-- START MATERIAL --

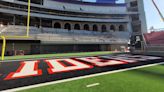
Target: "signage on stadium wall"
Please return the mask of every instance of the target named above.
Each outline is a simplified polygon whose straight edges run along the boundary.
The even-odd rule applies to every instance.
[[[1,62],[0,90],[162,62],[142,55],[93,56]]]
[[[97,3],[116,3],[118,0],[96,0]]]

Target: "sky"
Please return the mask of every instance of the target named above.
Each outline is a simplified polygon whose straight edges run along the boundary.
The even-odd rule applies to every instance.
[[[85,1],[95,2],[96,0],[85,0]],[[123,2],[124,0],[118,0],[117,3],[123,3]],[[164,15],[164,4],[162,4],[163,0],[155,0],[155,2],[159,6],[159,9],[161,10],[162,14]],[[147,28],[150,29],[150,27],[152,26],[155,29],[164,28],[164,22],[160,18],[151,0],[144,0],[144,7],[146,13]]]

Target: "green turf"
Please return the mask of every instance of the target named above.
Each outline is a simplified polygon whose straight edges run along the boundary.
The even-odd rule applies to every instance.
[[[37,59],[37,58],[50,58],[50,57],[76,57],[76,56],[93,56],[93,55],[104,55],[111,54],[109,51],[100,52],[81,52],[81,53],[62,53],[62,54],[40,54],[40,55],[25,55],[25,56],[6,56],[5,60],[18,60],[18,59]]]
[[[86,88],[86,85],[100,83]],[[164,65],[80,79],[21,92],[164,92]]]

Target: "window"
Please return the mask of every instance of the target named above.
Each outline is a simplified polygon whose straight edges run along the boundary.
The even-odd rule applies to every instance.
[[[93,31],[98,31],[97,25],[93,25]]]
[[[115,26],[114,25],[111,25],[110,26],[110,30],[115,31]]]
[[[59,22],[56,22],[56,23],[54,24],[54,28],[61,28],[61,24],[60,24]]]
[[[80,25],[79,24],[75,24],[74,29],[75,30],[80,30]]]
[[[89,30],[89,25],[88,24],[84,25],[84,30]]]
[[[125,31],[125,29],[124,29],[124,26],[123,26],[123,25],[120,25],[120,26],[119,26],[119,31]]]
[[[102,25],[101,30],[102,30],[102,32],[106,32],[107,31],[106,25]]]
[[[64,29],[68,29],[68,30],[71,30],[71,25],[69,23],[66,23],[64,25]]]

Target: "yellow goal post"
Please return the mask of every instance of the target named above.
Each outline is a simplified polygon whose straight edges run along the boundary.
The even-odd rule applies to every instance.
[[[152,0],[152,2],[153,2],[153,5],[155,6],[156,10],[158,11],[158,13],[159,13],[159,15],[160,15],[162,21],[164,22],[164,16],[162,15],[162,12],[161,12],[160,9],[158,8],[158,6],[157,6],[157,4],[155,3],[155,1]]]

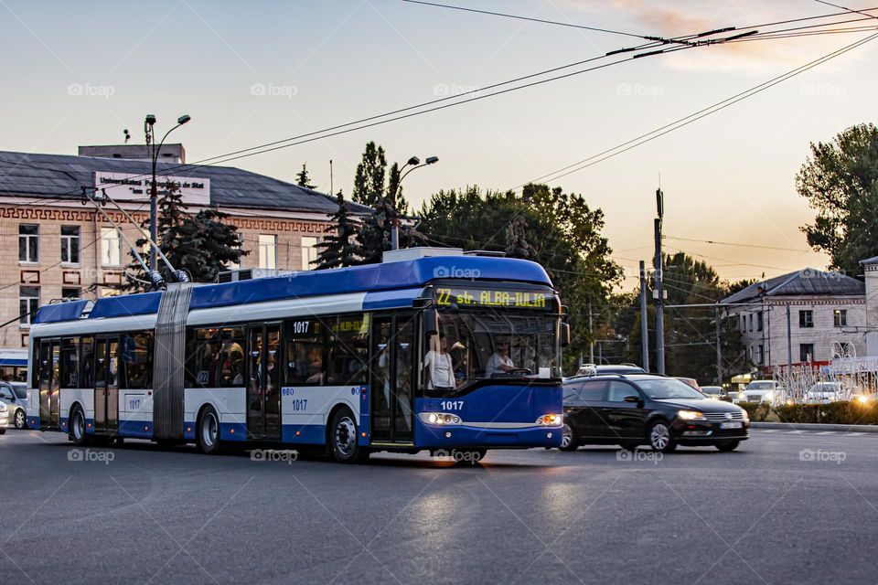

-- END MATERIAL --

■ EXERCISE REQUIREMENTS:
Rewrite the items starting at their first line and ending at the line that contains "[[[97,3],[116,3],[118,0],[96,0]]]", replacing "mask" with "segmentation mask" and changing nothing else. Leave the pictures out of your answer.

■ TASK SOLUTION:
Target: "signage on stadium wall"
Please return the segmentation mask of every instance of the target named above.
Each outline is a simplified polygon whose straight edges run along the boundary.
The even-odd rule applies to every instance.
[[[1,62],[0,90],[162,62],[142,55],[93,56]]]
[[[97,3],[116,3],[118,0],[96,0]]]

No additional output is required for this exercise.